Exercise goal:
Please return each record exactly, leaving nothing out.

Listed entries:
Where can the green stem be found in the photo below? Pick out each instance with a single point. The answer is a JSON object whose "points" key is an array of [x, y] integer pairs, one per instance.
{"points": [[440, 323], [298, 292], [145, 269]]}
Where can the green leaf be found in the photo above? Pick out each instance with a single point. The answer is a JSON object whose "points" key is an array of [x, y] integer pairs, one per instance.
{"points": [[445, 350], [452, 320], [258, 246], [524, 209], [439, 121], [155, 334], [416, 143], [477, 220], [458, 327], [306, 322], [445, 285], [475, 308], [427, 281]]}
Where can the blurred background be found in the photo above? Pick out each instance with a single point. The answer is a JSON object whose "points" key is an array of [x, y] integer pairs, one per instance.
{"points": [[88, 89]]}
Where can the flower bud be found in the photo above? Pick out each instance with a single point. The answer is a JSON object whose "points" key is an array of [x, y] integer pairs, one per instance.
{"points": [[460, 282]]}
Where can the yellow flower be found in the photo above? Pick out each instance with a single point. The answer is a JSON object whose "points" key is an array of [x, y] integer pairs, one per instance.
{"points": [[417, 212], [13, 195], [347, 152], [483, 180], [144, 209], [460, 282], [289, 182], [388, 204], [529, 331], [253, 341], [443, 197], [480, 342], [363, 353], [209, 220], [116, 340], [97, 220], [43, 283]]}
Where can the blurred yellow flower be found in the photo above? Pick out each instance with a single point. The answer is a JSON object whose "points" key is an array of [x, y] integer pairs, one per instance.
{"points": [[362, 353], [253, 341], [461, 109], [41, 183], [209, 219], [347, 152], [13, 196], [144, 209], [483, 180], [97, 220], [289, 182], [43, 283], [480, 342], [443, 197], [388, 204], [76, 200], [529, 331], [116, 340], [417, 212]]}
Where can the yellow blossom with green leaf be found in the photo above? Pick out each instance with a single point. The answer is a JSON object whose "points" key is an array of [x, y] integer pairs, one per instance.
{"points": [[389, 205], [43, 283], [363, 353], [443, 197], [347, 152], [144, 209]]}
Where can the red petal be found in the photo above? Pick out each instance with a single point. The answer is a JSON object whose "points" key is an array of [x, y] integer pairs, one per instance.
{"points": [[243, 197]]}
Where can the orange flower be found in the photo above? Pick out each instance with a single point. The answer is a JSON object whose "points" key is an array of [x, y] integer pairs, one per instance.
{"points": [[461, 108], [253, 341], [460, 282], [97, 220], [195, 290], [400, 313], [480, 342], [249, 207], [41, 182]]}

Response:
Where can the green stem be found in the photo below? Pick out each instance with a single point. The answer is a JSON object whose "points" key is an array of [x, y] integer pairs, one per instance.
{"points": [[440, 323], [298, 292], [145, 269]]}
Where can the green leaf be found in the photo above? Pick out each instance with a single point. The answer is a JSON object whose "points" key is an array of [x, y] integer pairs, one per instance.
{"points": [[445, 350], [452, 320], [258, 246], [524, 209], [439, 121], [155, 334], [416, 143], [477, 220], [458, 327], [306, 322], [445, 285], [475, 308], [427, 281]]}
Where can the blurred background be found in the photo above? Pick out each instance with a single point. The answer is a JSON object whose "points" key is an array of [x, y] integer pairs, one per instance.
{"points": [[88, 89]]}
Where can the flower bud be found in the photo above? Pick out each instance with a single point. The answer is a JSON object whose "points" key is an array of [x, y] integer pairs, one per instance.
{"points": [[460, 282]]}
Where can the yellow flower be found in the photo above? Pick out each instance with a single point. The answer is a JSON object whose "points" key is an array of [x, y] integer pairs, one per instance.
{"points": [[417, 212], [13, 195], [347, 152], [483, 180], [144, 209], [460, 282], [289, 182], [388, 204], [529, 331], [253, 341], [443, 197], [480, 342], [363, 353], [209, 220], [116, 340], [97, 220], [43, 283]]}
Where can the blurred yellow flower be found in the photo above? Pick out each instance with a single point. The answer is a JSON object whose "points" key is an array of [x, y] integer pairs, one per instance.
{"points": [[362, 353], [253, 341], [461, 109], [41, 183], [209, 219], [347, 152], [13, 196], [144, 209], [483, 180], [97, 220], [289, 182], [43, 283], [480, 342], [443, 197], [388, 204], [76, 200], [529, 331], [116, 340], [417, 212]]}
Where can the yellow blossom with green leaf be found in the photo above? Pick out each instance with a single point. The answer is a JSON object whose "points" key is an array of [x, y] integer pairs, one per instance.
{"points": [[389, 205], [43, 283], [363, 353], [443, 197], [347, 152], [144, 209]]}
Where can the red petal be found in the photo above? Pick out each instance with a single point. The answer is a JSON object whose "points" key is an array of [x, y] integer pairs, one per instance.
{"points": [[243, 197]]}
Where can the orange flower be found in the photo above? Pick out each instance with a single point. The answer is a JSON object whose "points" key is an array of [x, y] integer pairs, one per instance.
{"points": [[461, 108], [253, 341], [460, 282], [97, 220], [195, 290], [400, 313], [480, 342], [249, 207], [41, 182]]}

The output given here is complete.